## TASK DIRECTIONS
Extract every line of the material below that contains the string "variegated", treating uppercase and lowercase letters as distinct.

## RECORDED DATA
——
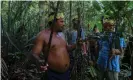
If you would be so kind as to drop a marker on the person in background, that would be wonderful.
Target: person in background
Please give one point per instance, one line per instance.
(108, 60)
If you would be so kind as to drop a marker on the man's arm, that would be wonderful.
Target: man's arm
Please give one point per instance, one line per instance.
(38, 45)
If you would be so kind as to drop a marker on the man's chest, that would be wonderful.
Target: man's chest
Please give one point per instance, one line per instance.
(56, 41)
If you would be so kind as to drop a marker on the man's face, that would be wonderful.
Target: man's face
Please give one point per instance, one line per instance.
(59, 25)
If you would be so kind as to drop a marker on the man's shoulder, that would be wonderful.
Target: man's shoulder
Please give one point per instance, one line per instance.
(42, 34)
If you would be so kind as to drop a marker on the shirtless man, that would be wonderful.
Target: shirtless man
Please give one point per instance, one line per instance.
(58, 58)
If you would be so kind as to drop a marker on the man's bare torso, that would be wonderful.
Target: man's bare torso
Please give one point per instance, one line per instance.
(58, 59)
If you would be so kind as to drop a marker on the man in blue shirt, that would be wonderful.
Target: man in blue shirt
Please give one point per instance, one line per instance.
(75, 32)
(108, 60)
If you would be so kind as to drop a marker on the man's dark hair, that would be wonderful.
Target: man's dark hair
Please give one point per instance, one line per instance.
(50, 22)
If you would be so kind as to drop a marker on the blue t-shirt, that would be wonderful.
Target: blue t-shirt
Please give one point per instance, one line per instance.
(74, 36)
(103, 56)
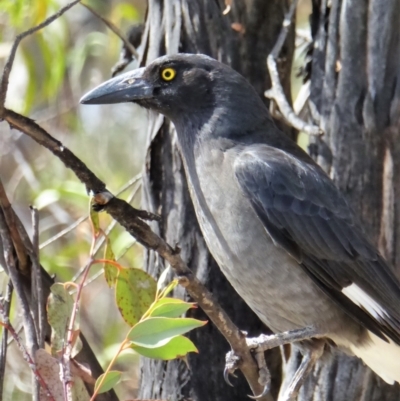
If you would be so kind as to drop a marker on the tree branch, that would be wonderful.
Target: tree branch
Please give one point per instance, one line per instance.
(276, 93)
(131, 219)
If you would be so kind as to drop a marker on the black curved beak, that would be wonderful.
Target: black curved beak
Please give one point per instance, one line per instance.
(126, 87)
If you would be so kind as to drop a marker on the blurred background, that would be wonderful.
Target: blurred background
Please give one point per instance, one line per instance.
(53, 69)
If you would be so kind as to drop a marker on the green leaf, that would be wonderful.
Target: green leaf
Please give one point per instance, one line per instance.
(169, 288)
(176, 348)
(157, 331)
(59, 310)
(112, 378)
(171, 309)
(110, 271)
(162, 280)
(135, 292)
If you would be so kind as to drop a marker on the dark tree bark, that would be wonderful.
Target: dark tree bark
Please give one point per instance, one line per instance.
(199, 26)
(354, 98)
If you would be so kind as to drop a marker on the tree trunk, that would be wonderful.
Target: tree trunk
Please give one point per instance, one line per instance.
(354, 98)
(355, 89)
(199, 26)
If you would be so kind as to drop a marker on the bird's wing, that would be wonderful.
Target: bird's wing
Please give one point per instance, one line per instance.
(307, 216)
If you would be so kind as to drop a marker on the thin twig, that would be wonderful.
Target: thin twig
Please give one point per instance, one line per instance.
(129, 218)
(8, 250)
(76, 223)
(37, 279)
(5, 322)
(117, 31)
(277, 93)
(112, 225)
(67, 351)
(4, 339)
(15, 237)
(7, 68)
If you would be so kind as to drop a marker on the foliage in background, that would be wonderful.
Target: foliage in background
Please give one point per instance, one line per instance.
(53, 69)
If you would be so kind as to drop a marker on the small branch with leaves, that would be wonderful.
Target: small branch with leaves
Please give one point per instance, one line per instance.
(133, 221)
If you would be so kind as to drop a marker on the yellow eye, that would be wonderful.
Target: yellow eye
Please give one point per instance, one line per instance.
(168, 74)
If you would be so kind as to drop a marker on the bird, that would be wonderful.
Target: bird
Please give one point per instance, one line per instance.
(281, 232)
——
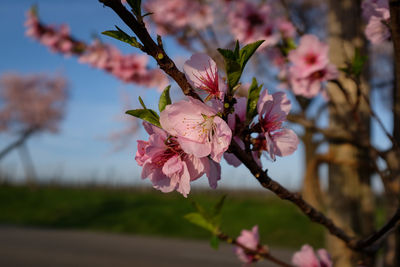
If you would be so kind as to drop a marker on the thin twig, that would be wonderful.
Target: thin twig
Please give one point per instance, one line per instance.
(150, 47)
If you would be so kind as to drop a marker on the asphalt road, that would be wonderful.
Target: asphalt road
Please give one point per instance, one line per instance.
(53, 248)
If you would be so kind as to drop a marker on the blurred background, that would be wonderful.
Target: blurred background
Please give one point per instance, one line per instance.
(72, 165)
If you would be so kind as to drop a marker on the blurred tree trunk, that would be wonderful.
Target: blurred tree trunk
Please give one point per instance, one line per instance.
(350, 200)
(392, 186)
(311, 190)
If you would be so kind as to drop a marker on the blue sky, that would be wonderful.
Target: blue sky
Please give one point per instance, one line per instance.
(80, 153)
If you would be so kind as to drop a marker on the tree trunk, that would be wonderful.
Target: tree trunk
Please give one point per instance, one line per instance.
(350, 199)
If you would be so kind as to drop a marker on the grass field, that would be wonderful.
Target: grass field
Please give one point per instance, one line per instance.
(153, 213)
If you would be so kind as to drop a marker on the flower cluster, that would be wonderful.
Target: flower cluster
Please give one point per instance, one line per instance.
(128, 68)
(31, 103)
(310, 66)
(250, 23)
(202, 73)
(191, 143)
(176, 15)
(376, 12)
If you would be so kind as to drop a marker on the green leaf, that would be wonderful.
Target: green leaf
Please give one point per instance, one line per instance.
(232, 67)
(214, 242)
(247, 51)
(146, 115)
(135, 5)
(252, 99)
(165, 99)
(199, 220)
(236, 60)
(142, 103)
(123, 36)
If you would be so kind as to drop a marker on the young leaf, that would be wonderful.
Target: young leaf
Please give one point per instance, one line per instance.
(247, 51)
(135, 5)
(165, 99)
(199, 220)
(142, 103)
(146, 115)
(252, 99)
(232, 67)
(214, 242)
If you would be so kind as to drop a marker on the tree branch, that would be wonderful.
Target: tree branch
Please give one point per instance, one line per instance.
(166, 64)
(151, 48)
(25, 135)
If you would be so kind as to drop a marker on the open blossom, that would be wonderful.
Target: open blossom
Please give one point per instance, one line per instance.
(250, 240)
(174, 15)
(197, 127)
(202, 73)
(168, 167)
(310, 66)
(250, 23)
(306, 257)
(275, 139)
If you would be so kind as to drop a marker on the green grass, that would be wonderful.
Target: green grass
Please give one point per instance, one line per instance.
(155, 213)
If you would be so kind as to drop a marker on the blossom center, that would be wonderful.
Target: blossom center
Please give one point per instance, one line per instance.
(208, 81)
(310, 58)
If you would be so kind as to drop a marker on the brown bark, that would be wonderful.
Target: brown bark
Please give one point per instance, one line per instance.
——
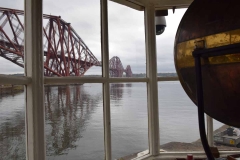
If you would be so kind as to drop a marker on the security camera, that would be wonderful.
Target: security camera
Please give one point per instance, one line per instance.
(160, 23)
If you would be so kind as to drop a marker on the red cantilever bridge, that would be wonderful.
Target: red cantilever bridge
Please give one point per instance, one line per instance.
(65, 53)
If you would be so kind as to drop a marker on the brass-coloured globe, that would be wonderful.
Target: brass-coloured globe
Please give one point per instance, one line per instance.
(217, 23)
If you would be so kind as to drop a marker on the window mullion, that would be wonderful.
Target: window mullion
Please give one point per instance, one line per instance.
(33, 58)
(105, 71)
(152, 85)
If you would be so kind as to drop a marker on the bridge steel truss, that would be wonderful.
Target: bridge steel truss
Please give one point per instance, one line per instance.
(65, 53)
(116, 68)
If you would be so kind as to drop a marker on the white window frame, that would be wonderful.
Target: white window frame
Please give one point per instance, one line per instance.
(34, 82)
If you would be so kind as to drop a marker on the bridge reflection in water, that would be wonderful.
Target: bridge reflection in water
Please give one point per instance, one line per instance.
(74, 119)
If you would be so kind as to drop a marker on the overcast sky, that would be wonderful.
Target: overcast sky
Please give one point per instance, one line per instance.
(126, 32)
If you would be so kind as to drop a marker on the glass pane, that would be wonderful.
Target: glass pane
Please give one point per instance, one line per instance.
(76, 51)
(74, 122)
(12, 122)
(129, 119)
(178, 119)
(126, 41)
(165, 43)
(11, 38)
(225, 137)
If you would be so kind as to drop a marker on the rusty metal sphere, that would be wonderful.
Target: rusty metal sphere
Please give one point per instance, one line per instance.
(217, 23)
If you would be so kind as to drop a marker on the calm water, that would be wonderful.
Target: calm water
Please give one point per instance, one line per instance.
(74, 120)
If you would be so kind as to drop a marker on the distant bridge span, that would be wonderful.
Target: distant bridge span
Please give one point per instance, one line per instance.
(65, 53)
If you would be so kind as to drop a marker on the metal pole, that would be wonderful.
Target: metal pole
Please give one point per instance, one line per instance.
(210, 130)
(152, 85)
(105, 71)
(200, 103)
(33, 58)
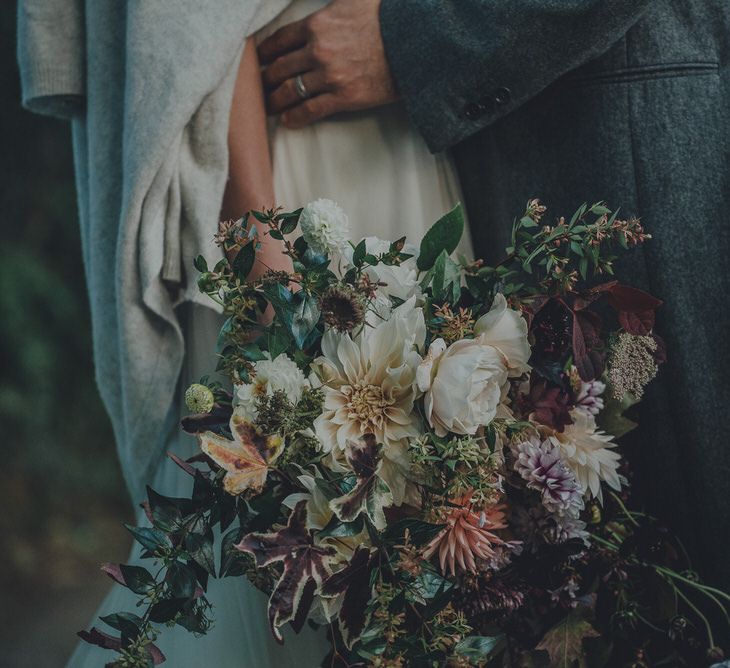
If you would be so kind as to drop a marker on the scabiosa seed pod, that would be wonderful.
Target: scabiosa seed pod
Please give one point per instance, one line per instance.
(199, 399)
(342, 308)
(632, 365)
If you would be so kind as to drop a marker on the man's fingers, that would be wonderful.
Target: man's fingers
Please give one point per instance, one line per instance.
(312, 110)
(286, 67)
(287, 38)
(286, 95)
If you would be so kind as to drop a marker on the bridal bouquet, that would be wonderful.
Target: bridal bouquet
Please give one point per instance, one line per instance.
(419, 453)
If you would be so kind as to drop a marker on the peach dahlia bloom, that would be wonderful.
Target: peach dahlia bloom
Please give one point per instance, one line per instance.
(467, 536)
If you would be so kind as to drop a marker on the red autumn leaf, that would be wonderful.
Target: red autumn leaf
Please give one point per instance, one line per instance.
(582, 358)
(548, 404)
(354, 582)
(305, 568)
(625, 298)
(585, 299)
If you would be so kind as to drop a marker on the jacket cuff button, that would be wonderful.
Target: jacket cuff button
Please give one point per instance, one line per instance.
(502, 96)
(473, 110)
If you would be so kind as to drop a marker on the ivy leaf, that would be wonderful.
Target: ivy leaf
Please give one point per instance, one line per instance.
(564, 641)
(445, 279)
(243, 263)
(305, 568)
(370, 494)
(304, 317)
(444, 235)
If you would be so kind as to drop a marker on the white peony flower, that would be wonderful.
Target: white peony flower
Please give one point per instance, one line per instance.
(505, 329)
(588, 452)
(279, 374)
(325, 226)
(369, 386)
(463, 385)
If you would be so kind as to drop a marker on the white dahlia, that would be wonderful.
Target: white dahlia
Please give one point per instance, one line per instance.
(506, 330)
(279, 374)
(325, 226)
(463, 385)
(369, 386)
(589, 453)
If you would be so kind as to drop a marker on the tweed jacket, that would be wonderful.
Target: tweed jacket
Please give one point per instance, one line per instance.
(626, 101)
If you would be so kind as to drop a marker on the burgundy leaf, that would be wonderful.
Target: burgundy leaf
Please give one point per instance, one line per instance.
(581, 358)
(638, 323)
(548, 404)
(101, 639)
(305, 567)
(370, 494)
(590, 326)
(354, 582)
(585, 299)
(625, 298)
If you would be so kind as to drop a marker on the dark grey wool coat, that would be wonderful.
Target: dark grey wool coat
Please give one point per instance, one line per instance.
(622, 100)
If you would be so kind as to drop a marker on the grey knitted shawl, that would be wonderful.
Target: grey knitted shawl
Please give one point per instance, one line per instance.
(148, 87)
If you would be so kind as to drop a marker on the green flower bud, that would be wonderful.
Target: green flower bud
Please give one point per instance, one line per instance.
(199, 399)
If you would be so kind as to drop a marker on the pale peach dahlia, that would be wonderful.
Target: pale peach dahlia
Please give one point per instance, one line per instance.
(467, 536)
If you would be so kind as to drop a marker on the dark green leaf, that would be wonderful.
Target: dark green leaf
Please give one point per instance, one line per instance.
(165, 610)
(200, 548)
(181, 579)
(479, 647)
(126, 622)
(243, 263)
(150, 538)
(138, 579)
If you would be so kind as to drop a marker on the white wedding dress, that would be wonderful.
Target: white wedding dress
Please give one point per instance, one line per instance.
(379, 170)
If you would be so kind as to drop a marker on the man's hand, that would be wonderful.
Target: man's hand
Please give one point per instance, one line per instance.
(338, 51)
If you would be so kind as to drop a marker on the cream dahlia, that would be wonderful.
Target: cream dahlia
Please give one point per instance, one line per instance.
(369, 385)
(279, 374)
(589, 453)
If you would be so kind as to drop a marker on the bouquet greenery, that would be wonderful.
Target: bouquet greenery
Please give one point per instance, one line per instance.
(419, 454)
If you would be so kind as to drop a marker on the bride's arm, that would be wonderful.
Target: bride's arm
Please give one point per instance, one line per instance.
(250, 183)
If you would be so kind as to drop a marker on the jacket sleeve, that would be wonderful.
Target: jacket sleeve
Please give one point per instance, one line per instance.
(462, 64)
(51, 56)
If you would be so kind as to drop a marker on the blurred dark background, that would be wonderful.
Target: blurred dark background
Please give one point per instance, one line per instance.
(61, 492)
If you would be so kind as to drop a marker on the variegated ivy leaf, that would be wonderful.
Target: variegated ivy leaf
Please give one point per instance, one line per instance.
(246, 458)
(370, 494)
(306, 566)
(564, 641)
——
## REPLY TO THE EXERCISE
If you would be so kind as to drop a marker on the variegated ivy leaf, that would be wonderful.
Target: variegated ivy leaf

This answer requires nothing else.